[Written instruction]:
Copy every one of the entries below word for word, omitting the pictures.

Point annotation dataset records
-- -- --

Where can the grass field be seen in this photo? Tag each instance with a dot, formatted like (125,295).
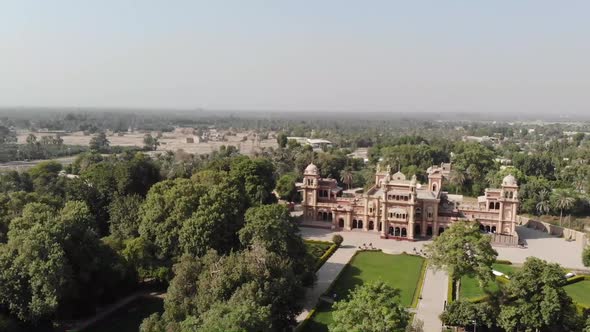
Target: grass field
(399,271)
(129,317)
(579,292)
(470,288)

-- -- --

[Response to this exercise]:
Where can the grass field be seen in this photo? Tag each instance with a dot, formatted like (125,295).
Target: grass field
(399,271)
(129,317)
(579,292)
(470,288)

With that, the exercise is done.